● Records shown:
========================================

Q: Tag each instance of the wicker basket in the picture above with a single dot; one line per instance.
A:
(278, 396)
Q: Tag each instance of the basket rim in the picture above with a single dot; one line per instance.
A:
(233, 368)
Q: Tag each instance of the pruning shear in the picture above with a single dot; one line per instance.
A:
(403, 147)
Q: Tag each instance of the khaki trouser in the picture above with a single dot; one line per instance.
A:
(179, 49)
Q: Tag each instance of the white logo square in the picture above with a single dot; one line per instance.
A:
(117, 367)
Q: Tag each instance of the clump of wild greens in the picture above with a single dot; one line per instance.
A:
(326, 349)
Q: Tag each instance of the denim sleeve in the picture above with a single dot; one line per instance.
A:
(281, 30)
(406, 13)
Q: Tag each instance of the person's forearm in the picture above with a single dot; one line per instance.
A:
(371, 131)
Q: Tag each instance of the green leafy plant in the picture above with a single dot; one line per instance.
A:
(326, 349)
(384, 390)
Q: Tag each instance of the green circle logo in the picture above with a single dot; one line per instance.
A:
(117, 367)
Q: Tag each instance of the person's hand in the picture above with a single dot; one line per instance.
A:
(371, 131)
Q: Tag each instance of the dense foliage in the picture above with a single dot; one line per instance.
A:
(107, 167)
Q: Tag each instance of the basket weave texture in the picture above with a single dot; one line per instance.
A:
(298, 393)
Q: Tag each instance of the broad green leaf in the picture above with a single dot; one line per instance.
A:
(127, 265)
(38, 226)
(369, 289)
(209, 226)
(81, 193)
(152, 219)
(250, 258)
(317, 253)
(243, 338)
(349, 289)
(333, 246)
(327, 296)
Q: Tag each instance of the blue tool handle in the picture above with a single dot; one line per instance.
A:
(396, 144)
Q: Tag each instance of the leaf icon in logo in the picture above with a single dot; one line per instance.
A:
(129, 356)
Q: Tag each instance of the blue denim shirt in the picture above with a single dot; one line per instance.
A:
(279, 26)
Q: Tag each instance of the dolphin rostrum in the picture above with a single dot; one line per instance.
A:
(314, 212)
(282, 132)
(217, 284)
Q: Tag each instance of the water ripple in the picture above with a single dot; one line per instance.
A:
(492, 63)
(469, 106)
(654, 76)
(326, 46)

========================================

Please reproduce all of the entries exactly as they stand.

Q: Tag each instance of the wicker basket in the picture above with a single dot; one line per instance.
A:
(278, 396)
Q: Tag each instance of the basket rim in the picture above with a single dot; one line per instance.
A:
(233, 368)
Q: Tag each instance of the pruning shear in the picture above with a single dot; one line per instance.
A:
(403, 147)
Q: Tag each instance of the khaki trouser in the picture above with a single dot; one line per instance.
A:
(179, 49)
Q: Tag each instance of the white logo square in the picture above with a single dot; one line per instance.
A:
(117, 367)
Q: Tag each instance of the clump of wild greens in the picture above with a single dot; one line per instance.
A:
(326, 349)
Q: Tag each instance of the denim sleeve in the picture above with a single dot; one line per instance.
A:
(281, 30)
(406, 13)
Q: Tag each instance of the person's forearm in the picture above with a single dot; one line per instance.
A:
(371, 131)
Q: Tag each instance of the green leafy plant in the picture above with a single dot; one line per instance.
A:
(326, 349)
(384, 390)
Q: Tag each instance of the green circle logo in the picture above with a single dot; one line per instance.
A:
(117, 367)
Q: Tag each instance of the person's hand in the picture above with a single dot; one line per instance.
A:
(371, 131)
Q: Tag each instance of the dense foliage in the picture above with a single dot; one line per instance.
A:
(107, 167)
Q: Tag each instance of the basket weave texture in the picture above with a single dot; one line per instance.
A:
(298, 393)
Q: Tag each instance of the broad green leaf in the picture above with a single dot; one line per instance.
A:
(127, 265)
(38, 226)
(369, 289)
(209, 226)
(81, 193)
(152, 219)
(250, 258)
(317, 253)
(243, 338)
(349, 289)
(333, 246)
(327, 296)
Q: Tag each instance of the blue tool handle in the picture above with a single dot; one line per instance.
A:
(396, 144)
Q: Tag each instance of the leaf icon in logo in the picture above with a single dot; one line per instance.
A:
(129, 356)
Q: Tag each instance of the blue denim shirt in the picture above with a single dot; one line per instance.
A:
(279, 26)
Q: Tag each instance of the dolphin rostrum in the picture above with a single dot; one line per instance.
A:
(314, 212)
(282, 132)
(217, 284)
Q: Tag each instance of the water ripple in the picture above with a single dot; one line per instance.
A:
(492, 63)
(469, 106)
(654, 76)
(326, 46)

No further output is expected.